• **Testo di lettura**:
Il cioccolato (o theobroma, cibo degli dei, come
lo chiamò Linnèo, nel '700), nonostante i
suoi innumerevoli ammiratori, ha incontrato anche temibili
nemici, che lo hanno considerato un alimento diabolico.
Al cacao sono state rivolte le più ignobili accuse,
le colpe più infamanti, quasi come se un ingrediente
così gustoso dovesse necessariamente nascondere lati
oscuri e provocare i più biechi disturbi: favorire
brufoli, dermatosi e acne, scatenare l'herpes, l'orticaria,
ingrassare a dismisura, provocare carie, alzare il livello
di colesterolo, o creare dipendenza...
Ebbene, negli ultimi tempi scienziati, medici e studiosi
di alimentazione hanno smontato, una per una, ogni accusa
arrivando a conclusioni a volte addirittura opposte, come
è successo nel caso delle carie.
Sono state confermate invece le qualità nutritive
ed energetiche che già nel '700 qualcuno aveva ipotizzato.
Nell'analisi di tutte le 850 componenti del cioccolato,
particolare interesse hanno destato la teobromina,
stimolante del sistema nervoso centrale e la feniletilamina.
Quest'ultima sostanza è stata oggetto di recenti
studi che hanno accertato una relazione tra consumo di cioccolato
e diminuzione del fenomeno della depressione. E' stato provato
infatti che il cioccolato aumenta la tendenza all'allegria,
quindi chi lo consuma è più allegro di chi
non lo consuma (rafforza la volontà, cancella la
fatica e fa ritrovare benessere e buonumore). E non solo.
Esisterebbe anche una connessione tra consumo e intensa
attività amatoria, grazie alla presenza di questa
sostanza euforizzante che avrebbe proprietà afrodisiache,
proprio come si sosteneva quasi 5 secoli fa.

• **Record estratti**:
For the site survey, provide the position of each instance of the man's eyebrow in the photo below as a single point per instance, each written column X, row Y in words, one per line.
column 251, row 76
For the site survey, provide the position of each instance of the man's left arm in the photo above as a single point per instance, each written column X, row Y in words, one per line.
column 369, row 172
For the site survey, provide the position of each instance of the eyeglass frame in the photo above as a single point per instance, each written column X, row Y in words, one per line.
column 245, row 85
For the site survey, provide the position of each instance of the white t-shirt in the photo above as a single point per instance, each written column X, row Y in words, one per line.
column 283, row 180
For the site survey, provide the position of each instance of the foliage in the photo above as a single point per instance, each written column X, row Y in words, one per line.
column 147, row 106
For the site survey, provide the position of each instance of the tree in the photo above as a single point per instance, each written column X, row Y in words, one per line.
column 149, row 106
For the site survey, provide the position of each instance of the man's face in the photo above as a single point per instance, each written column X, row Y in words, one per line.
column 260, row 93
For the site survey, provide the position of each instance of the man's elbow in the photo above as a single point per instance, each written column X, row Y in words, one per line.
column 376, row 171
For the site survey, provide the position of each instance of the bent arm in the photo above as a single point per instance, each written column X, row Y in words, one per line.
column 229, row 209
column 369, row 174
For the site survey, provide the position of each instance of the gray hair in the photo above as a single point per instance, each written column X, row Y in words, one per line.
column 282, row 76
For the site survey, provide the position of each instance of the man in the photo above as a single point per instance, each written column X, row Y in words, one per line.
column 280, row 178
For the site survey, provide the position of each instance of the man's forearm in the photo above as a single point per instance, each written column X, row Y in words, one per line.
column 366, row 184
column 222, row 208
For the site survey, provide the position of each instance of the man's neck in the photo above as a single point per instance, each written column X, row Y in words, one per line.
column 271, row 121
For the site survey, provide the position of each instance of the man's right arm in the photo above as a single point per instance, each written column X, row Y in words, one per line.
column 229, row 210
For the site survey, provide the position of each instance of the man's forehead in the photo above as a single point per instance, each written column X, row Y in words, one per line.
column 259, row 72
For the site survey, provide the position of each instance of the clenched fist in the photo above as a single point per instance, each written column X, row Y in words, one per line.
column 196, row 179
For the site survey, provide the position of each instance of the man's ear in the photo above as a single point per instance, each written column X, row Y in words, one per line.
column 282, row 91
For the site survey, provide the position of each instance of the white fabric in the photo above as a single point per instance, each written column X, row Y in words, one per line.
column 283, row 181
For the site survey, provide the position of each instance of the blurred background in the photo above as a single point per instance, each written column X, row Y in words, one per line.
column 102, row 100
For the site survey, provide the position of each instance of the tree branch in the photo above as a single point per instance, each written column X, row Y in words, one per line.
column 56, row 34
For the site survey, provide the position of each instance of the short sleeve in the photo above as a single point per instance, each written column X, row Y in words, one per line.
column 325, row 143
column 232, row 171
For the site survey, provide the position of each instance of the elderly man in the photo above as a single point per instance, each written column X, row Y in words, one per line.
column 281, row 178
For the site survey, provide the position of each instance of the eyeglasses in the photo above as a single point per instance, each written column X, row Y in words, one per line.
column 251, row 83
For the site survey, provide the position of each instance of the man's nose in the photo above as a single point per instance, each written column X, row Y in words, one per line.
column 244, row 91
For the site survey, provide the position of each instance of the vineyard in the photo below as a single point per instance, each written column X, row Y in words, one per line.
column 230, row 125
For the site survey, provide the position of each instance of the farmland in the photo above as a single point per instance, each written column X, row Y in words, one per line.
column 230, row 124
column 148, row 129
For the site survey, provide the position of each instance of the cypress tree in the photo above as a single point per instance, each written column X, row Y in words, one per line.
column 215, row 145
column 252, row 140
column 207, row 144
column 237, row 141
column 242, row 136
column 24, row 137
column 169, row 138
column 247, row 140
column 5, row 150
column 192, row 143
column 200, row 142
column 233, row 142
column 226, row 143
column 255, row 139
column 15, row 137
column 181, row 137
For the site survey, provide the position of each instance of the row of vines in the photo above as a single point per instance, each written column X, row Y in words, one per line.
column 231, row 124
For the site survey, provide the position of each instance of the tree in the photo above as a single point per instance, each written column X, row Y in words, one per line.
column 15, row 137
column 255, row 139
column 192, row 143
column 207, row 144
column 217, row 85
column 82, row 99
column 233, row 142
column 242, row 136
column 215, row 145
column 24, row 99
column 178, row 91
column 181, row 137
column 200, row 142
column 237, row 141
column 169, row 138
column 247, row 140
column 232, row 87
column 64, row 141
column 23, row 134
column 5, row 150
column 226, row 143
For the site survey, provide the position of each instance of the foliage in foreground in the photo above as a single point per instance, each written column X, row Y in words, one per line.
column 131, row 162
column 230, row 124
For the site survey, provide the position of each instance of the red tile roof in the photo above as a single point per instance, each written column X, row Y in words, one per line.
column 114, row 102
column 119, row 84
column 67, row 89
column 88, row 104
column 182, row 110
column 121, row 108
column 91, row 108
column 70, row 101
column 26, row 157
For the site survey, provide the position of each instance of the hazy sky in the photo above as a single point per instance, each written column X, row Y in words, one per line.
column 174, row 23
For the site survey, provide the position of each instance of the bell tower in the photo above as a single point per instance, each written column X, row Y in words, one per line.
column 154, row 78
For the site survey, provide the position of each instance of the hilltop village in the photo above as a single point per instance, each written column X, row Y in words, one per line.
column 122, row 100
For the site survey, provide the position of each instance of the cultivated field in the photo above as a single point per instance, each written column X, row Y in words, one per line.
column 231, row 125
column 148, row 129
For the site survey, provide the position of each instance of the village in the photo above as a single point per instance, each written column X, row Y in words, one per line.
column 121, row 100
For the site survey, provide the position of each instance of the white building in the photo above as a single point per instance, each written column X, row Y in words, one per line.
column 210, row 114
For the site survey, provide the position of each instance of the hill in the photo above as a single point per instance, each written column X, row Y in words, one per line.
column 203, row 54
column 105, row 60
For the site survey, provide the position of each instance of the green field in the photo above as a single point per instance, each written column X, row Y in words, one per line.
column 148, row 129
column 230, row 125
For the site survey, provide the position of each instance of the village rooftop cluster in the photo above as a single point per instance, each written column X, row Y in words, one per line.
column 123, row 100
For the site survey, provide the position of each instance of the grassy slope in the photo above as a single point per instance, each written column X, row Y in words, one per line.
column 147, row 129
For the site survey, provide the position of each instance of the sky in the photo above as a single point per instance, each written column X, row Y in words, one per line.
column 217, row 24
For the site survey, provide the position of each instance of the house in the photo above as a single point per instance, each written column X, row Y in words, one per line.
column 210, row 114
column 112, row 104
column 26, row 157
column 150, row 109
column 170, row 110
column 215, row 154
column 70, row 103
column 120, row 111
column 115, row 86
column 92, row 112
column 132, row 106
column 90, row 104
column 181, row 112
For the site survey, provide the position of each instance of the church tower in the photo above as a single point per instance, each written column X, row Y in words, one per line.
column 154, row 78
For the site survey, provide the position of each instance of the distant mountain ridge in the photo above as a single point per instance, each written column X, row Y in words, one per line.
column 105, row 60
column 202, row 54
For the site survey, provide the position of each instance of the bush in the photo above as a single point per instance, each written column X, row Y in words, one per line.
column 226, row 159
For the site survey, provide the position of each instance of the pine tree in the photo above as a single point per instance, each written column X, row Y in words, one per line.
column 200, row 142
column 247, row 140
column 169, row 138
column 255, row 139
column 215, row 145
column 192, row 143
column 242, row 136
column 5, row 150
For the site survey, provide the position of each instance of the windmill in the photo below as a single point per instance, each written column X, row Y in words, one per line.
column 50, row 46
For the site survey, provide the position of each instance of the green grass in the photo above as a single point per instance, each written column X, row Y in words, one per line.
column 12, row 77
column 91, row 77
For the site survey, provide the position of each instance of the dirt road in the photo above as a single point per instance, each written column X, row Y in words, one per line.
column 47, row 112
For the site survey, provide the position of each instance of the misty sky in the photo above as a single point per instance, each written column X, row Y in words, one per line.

• **Esercizi**:
1. Cita dal testo sul cioccolato il passo che inizia con le parole "Al cacao sono" e si conclude con le parole "caso delle carie.".
2. Nel testo sul cioccolato, chi ha chiamato il cioccolato "theobroma" e in quale secolo?
3. In base al testo sul cioccolato, per quale motivo chi consuma cioccolato sarebbe più allegro di chi non lo consuma?
I record provengono da una fonte diversa da quella del testo.

• **Soluzioni**:
1.
Al cacao sono state rivolte le più ignobili accuse,
le colpe più infamanti, quasi come se un ingrediente
così gustoso dovesse necessariamente nascondere lati
oscuri e provocare i più biechi disturbi: favorire
brufoli, dermatosi e acne, scatenare l'herpes, l'orticaria,
ingrassare a dismisura, provocare carie, alzare il livello
di colesterolo, o creare dipendenza...
Ebbene, negli ultimi tempi scienziati, medici e studiosi
di alimentazione hanno smontato, una per una, ogni accusa
arrivando a conclusioni a volte addirittura opposte, come
è successo nel caso delle carie.

2. Linnèo, nel '700.

3. Recenti studi sulla feniletilamina hanno accertato una relazione tra il consumo di cioccolato e la diminuzione della depressione. È stato infatti provato che il cioccolato aumenta la tendenza all'allegria.